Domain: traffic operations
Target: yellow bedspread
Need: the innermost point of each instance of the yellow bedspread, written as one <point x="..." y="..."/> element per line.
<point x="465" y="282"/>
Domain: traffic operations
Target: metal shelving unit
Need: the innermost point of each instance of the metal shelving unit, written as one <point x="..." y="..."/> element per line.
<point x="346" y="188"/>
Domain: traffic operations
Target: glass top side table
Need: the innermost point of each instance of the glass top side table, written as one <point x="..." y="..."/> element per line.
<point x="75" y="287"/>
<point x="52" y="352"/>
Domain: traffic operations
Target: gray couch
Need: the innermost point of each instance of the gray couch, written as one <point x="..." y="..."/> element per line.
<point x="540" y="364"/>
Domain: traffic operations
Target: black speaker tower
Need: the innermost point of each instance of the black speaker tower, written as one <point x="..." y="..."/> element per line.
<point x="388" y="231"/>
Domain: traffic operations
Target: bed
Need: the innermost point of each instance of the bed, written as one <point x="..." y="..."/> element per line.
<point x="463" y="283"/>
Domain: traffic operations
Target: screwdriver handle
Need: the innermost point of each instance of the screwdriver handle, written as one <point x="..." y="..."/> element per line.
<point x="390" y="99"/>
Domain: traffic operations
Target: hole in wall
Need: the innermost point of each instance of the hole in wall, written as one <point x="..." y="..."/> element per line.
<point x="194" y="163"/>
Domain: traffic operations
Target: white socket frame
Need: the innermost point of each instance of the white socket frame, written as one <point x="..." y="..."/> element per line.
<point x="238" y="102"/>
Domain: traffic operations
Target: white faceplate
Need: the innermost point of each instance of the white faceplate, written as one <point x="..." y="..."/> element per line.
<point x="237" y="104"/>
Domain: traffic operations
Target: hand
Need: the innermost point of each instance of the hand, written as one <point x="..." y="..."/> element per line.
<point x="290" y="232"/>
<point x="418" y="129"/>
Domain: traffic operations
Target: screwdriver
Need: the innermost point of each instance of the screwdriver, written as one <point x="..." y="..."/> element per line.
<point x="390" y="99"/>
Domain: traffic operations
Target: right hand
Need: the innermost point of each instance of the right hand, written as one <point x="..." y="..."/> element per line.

=======

▶ **Required work**
Quote the data in full, keeping each word unchanged.

▶ **Response below**
Domain: traffic operations
Target: yellow bedspread
Need: the innermost point of each instance of the yellow bedspread, written as one <point x="..." y="..."/> element per line.
<point x="465" y="282"/>
Domain: traffic operations
Target: metal shelving unit
Need: the innermost point of each instance of the metal shelving unit, written as one <point x="..." y="..."/> element per line.
<point x="346" y="188"/>
Domain: traffic operations
Target: glass top side table
Need: the innermost point of each instance of the glass top side table, written as one <point x="..." y="..."/> element per line.
<point x="75" y="287"/>
<point x="52" y="352"/>
Domain: traffic operations
Target: gray couch
Need: the innermost point of each instance of the gray couch, written as one <point x="..." y="..."/> element per line.
<point x="540" y="364"/>
Domain: traffic operations
Target: black speaker tower
Need: the innermost point of each instance of the black speaker tower, written as one <point x="..." y="..."/> element per line.
<point x="388" y="231"/>
Domain: traffic operations
Target: bed
Need: the innermost point of each instance of the bed, written as one <point x="..." y="..."/> element per line.
<point x="463" y="283"/>
Domain: traffic operations
Target: screwdriver handle
Need: the innermost point of each instance of the screwdriver handle, written as one <point x="..." y="..."/> element per line.
<point x="390" y="99"/>
Domain: traffic operations
Target: hole in wall
Need: the innermost point of each instance of the hole in wall, written as one <point x="..." y="..."/> element per line.
<point x="194" y="163"/>
Domain: traffic operations
Target: white socket frame
Need: the innermost point of each instance of the white socket frame, written as one <point x="..." y="..."/> element per line.
<point x="238" y="102"/>
Domain: traffic operations
Target: white faceplate
Need: the innermost point of each instance of the white faceplate, written as one <point x="..." y="..."/> element per line.
<point x="237" y="104"/>
Domain: traffic operations
Target: hand
Need: the innermost point of each instance of the hand, written as one <point x="..." y="..."/> element per line.
<point x="290" y="232"/>
<point x="418" y="129"/>
Domain: traffic operations
Target: screwdriver
Need: the innermost point of each instance of the screwdriver, written as one <point x="..." y="..."/> element per line.
<point x="390" y="99"/>
Domain: traffic operations
Target: right hand
Need: the innermost point of each instance of the right hand, written as one <point x="..." y="..."/> element per line.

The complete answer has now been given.